Will you extract the entries word for word? Images should not appear in the copy.

Named object pointing entries:

Begin

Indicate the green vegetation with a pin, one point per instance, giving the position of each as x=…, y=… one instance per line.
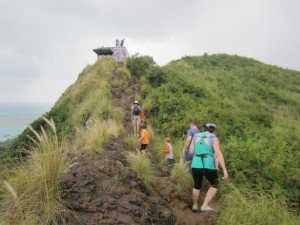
x=30, y=192
x=255, y=106
x=257, y=207
x=257, y=111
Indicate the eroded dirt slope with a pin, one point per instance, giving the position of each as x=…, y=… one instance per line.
x=101, y=189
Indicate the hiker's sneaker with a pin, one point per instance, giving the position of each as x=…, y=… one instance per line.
x=195, y=208
x=206, y=209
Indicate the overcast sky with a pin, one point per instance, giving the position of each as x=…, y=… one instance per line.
x=45, y=44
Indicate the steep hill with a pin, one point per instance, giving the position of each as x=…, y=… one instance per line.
x=255, y=106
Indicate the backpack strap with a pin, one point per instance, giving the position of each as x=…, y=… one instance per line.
x=211, y=139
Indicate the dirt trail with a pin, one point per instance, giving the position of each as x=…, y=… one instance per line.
x=101, y=189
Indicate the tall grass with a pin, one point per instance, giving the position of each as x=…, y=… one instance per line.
x=100, y=133
x=30, y=192
x=247, y=206
x=143, y=168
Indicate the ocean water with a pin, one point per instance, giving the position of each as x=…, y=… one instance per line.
x=14, y=118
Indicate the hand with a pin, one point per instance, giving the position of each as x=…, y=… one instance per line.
x=225, y=174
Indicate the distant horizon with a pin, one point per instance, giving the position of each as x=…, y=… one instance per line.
x=14, y=118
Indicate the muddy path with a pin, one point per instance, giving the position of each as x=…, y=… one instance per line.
x=101, y=189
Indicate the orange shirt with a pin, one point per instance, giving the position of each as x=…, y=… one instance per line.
x=167, y=149
x=145, y=137
x=142, y=116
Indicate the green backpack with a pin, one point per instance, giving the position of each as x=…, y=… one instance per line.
x=136, y=110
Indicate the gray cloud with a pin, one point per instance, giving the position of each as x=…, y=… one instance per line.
x=45, y=44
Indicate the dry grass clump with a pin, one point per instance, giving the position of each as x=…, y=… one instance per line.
x=30, y=192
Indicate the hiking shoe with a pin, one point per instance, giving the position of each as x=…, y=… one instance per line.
x=206, y=209
x=195, y=209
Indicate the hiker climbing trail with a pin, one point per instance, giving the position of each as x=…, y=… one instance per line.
x=101, y=189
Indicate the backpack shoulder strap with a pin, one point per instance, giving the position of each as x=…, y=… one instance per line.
x=211, y=139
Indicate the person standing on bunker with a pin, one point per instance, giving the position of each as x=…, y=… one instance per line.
x=122, y=42
x=117, y=43
x=135, y=118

End

*Answer to the exercise*
Indicate the green vegetation with a pin, one point per instance, giving the position of each as x=…, y=… one instance per line.
x=30, y=192
x=255, y=106
x=257, y=207
x=257, y=111
Indicate the eroded dirt slope with a pin, one point per instance, giving the position of each as x=…, y=… one instance per line.
x=101, y=189
Indicate the hiker's sneaker with a pin, one point per instance, giving the position of each as x=…, y=… one instance per line.
x=195, y=208
x=206, y=209
Indicate the overcast sky with a pin, one point per instance, giving the position of each as x=…, y=… one instance per line.
x=45, y=44
Indicate the steep hill with a pin, one point per instance, giving the position of each as x=…, y=… one instance per line.
x=255, y=106
Indicate the backpack strap with a pin, one point per instance, giving the position of each as x=…, y=… one instance per line.
x=211, y=139
Indicate the dirt trail with a pin, one point per instance, giving the position of each as x=…, y=… one instance per line.
x=101, y=189
Indicate the tall grass with a pin, one point per instance, giving the position of each as x=…, y=… one instance per line.
x=100, y=133
x=30, y=192
x=247, y=206
x=143, y=168
Indicate the ocean water with a pin, one point per instance, giving the position of each as x=…, y=… one instance per line.
x=14, y=118
Indicate the hand with a pin, one point per instance, giving the position of each as x=…, y=… one instance per line.
x=225, y=174
Indicate the distant horizon with a pin, one point per instance, giving the position of each as x=…, y=… one instance per line.
x=14, y=118
Indicate the muddy path with a pin, one point per instance, giving the position of each as x=…, y=… one instance per line.
x=101, y=189
Indicate the orange shirt with a pin, one point per instance, giving the position of each as x=…, y=… one instance per line.
x=167, y=149
x=145, y=137
x=142, y=116
Indicate the green backpack with a pin, one point per instance, giving the position of each as x=…, y=… one instance per line.
x=136, y=110
Indicate the gray cloud with a pin, one point per instance, giving the position of each as x=…, y=… one instance per line.
x=45, y=44
Indicate the dry grass clump with a pin, one point per instance, giving the position of each as x=…, y=… one instance per line.
x=30, y=192
Indicate the hiking shoe with a pin, one point per instance, giving the position of each as x=…, y=… one instance per line.
x=206, y=209
x=195, y=209
Indicate the hiker climbing trail with a pin, one point per instance, giving the position of each as x=…, y=… one instance per line.
x=101, y=189
Indicate the backpack shoulder strap with a pin, one point per instance, giving the position of each as x=…, y=… one instance per line.
x=211, y=139
Indicate the person standing on bunker with a pin, one point per instance, giving the position of each as x=…, y=… one instance per line.
x=122, y=42
x=117, y=43
x=135, y=118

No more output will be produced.